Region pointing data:
<<<<
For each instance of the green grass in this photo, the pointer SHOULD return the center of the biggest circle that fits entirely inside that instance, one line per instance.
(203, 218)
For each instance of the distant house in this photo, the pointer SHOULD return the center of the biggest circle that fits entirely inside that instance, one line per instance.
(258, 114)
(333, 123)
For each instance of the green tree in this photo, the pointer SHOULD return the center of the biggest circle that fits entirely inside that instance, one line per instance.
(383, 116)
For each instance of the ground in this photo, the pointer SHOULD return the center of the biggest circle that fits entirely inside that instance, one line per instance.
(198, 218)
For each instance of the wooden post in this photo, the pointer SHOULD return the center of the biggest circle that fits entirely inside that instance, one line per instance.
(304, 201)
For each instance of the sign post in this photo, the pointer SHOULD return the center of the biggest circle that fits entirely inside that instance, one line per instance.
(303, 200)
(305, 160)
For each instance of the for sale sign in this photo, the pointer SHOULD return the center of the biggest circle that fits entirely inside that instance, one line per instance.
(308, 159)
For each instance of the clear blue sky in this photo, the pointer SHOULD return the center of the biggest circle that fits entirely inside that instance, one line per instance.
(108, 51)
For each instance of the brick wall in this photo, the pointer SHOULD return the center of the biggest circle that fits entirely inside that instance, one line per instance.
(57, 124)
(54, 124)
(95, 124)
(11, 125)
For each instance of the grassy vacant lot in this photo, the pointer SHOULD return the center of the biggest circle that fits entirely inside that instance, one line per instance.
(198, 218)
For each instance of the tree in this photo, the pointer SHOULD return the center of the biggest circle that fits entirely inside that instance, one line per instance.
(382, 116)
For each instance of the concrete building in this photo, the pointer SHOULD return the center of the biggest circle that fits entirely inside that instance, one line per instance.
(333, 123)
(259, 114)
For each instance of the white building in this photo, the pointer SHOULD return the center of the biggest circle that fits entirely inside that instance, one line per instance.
>>>>
WHAT THIS TASK INVOLVES:
With nothing left out, copy every record exactly.

RESPONSE AREA:
For each instance of the green grass in this photo, the pointer SHOULD return the center of the biggest circle that fits entirely inside that instance, one line per instance.
(203, 218)
For each instance of the distant house in this photo, the pointer SHOULD return the center of the biggest circle that fits entirely inside that instance, one line per instance.
(258, 114)
(333, 123)
For each instance of the green tree in this photo, the pointer SHOULD return the center of the biggest circle that fits entirely inside that instance, one line per instance.
(383, 116)
For each instance of the ground in this photo, the pointer SHOULD return the center of the biggest circle that fits entirely inside that instance, one line per instance.
(198, 218)
For each instance of the wooden post in this photo, the pointer SHOULD return the center of the biggest circle that fits entirely inside that instance, one line per instance.
(304, 201)
For each instance of the sign post in this photo, the pointer SHOULD return the center of the biggest circle that fits entirely inside that instance, one line per instance.
(303, 200)
(305, 160)
For each instance of the for sale sign in this photo, the pointer SHOULD return the center of the biggest circle that fits entirely inside that instance, one line per instance.
(308, 159)
For each instance of the clear blue sky in this photo, the pointer SHOULD return the center of the biggest circle that fits entirely inside that instance, one line per instance.
(108, 51)
For each instance of the brick wall in this photo, the pointer SHOULD return the center of the biggest circle that fits entirely inside that instance, one line per instance.
(57, 124)
(54, 124)
(95, 124)
(11, 125)
For each instance of the grassy vacant lot in this photo, the pointer SHOULD return the center of the biggest circle that fits entirely inside that instance, one line per instance.
(198, 218)
For each instance of the tree in this photo, the pointer SHOULD return the center of the biggest circle that fits entirely inside that instance, one line per instance.
(382, 116)
For each instance of the concrete building in this photo, the pointer SHOULD return the center of the biggest circle that fits entirely inside that instance, one line per instance.
(333, 123)
(259, 114)
For each instance of the white building in this photo, the pointer SHOULD return the center of the biggest circle that fits entirely inside that instance, one line per instance.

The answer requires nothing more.